▶ [EXERCISE REQUIREMENTS] Beginning with the line where "Every instance of the red and" appears, restate the lines word for word through the last one in the listing.

Raw records:

-- start --

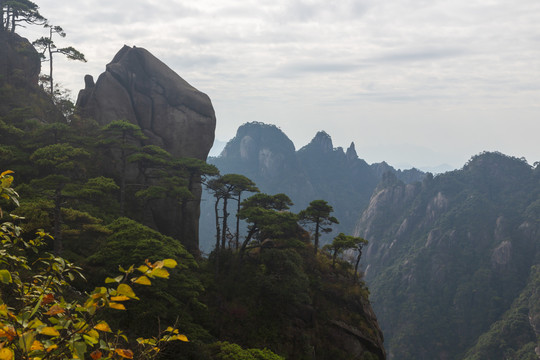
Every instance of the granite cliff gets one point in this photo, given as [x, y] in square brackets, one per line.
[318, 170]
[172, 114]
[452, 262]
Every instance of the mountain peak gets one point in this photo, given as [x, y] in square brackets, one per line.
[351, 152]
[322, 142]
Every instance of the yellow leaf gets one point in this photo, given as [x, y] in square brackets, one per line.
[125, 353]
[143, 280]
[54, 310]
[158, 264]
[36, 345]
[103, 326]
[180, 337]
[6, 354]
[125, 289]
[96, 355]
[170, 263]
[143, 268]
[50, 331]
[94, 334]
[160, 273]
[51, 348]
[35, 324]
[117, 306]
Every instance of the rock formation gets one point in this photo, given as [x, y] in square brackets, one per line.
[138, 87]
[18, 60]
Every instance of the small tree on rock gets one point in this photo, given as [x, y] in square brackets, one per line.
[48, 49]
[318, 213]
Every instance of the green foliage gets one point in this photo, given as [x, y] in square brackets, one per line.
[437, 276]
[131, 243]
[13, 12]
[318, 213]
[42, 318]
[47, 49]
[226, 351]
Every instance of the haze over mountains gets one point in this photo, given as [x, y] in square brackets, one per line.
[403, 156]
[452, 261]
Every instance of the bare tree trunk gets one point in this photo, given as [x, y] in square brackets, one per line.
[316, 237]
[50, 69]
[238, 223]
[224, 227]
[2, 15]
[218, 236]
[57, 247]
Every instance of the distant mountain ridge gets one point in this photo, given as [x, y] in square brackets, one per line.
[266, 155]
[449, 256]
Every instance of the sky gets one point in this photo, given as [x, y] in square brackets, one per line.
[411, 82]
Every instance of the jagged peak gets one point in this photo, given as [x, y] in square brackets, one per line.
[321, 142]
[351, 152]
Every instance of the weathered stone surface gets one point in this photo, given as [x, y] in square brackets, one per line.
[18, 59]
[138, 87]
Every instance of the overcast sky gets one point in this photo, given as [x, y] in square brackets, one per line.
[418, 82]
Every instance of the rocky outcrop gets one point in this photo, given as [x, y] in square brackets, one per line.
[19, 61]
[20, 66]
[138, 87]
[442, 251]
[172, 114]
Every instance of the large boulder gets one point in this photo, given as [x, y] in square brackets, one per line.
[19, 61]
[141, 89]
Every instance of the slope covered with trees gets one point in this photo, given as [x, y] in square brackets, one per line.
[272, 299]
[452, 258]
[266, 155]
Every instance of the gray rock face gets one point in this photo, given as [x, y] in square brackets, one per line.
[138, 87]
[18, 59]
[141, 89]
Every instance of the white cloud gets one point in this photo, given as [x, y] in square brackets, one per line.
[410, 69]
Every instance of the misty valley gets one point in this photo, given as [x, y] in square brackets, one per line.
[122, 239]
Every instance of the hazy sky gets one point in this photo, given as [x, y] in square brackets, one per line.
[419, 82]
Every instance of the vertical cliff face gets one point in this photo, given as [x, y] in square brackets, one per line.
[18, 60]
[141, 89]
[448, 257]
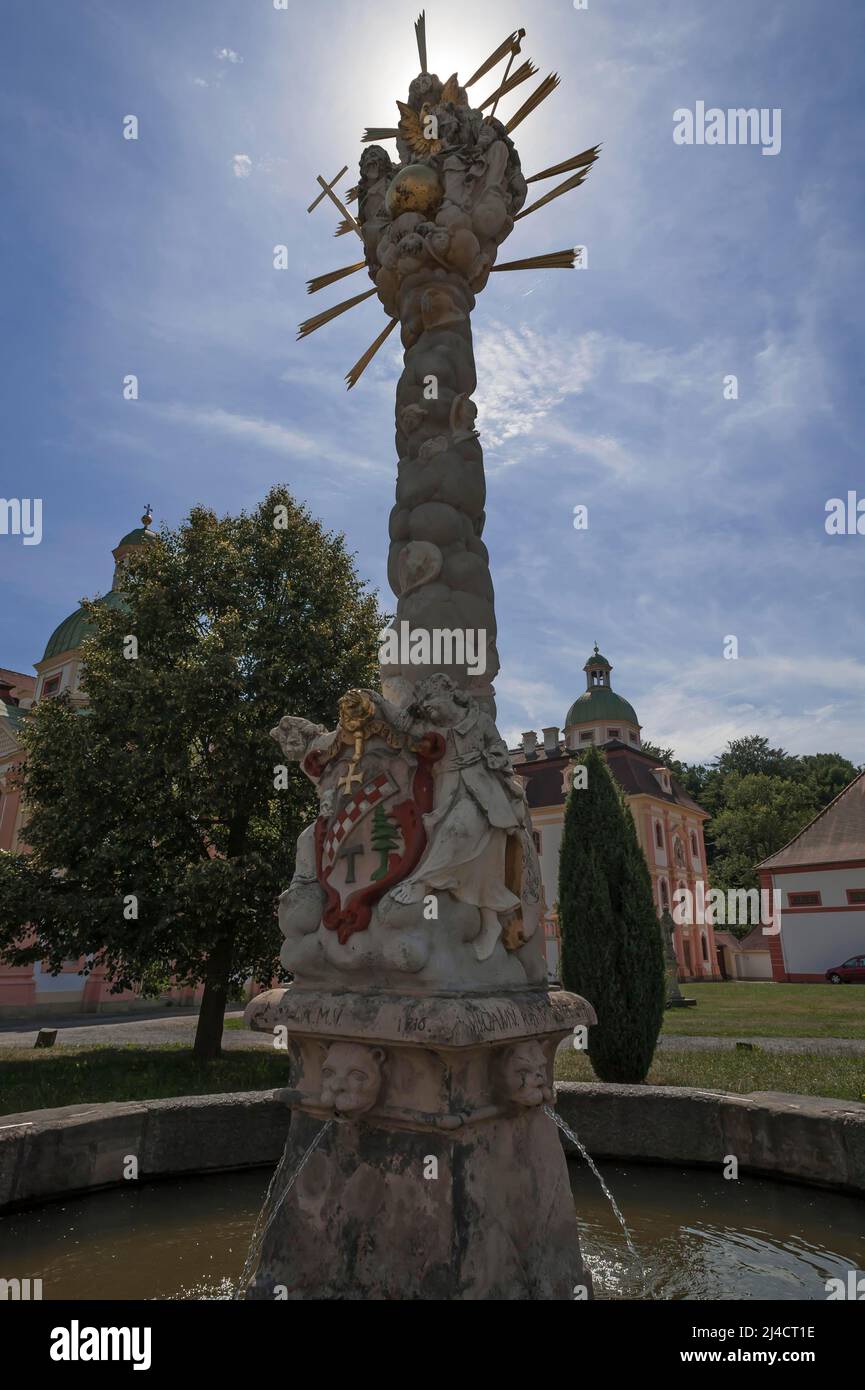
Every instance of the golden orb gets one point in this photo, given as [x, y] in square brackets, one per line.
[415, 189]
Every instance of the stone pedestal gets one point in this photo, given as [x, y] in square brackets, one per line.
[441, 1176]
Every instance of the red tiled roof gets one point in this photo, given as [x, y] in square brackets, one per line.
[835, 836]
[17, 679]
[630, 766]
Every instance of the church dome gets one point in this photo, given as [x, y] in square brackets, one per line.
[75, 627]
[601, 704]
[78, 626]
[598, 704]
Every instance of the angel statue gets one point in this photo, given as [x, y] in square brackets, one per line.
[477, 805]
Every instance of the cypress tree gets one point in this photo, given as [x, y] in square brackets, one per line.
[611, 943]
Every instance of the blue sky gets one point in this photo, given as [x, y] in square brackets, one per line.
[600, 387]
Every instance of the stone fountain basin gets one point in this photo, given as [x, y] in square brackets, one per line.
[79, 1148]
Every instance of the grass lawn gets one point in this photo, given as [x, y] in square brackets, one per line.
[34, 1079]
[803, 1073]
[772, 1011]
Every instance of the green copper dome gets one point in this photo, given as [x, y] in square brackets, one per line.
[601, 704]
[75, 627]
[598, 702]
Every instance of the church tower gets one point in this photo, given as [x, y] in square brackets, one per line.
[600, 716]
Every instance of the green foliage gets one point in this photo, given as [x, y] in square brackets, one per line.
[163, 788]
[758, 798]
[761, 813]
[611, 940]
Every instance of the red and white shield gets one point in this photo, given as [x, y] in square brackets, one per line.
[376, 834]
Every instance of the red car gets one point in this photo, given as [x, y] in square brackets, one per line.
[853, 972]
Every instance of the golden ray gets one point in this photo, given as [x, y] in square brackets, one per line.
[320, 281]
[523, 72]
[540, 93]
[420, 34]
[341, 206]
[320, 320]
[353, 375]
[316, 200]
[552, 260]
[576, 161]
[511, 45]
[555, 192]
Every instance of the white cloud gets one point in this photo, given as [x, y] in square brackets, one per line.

-- end --

▶ [WRITTEN RESPONSE]
Every instance of the red and white shield gets one point in this photo, given as [x, y] in square brackets, one per line.
[376, 834]
Every instance of the red car gets one point in this photo, given as [x, y] in square brackets, one per line.
[853, 972]
Every instance of the golden ray gets one point in this photo, given as [x, y] in square brackets, one per line.
[320, 281]
[523, 72]
[540, 93]
[420, 34]
[341, 206]
[320, 320]
[353, 375]
[316, 200]
[552, 260]
[576, 161]
[511, 45]
[555, 192]
Every instance of the white cloud gets one point in this photo, given as [x, y] in square brackets, one per line.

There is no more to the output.